Your goal: Can all of these lines be returned exactly?

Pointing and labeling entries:
====
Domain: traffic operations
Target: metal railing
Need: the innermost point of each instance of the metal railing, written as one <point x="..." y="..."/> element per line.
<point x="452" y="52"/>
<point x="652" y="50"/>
====
Finished exercise:
Domain: traffic operations
Target: metal railing
Need: the innermost point of each instance of the metal railing, written as one <point x="..." y="..."/> element per line.
<point x="452" y="52"/>
<point x="652" y="50"/>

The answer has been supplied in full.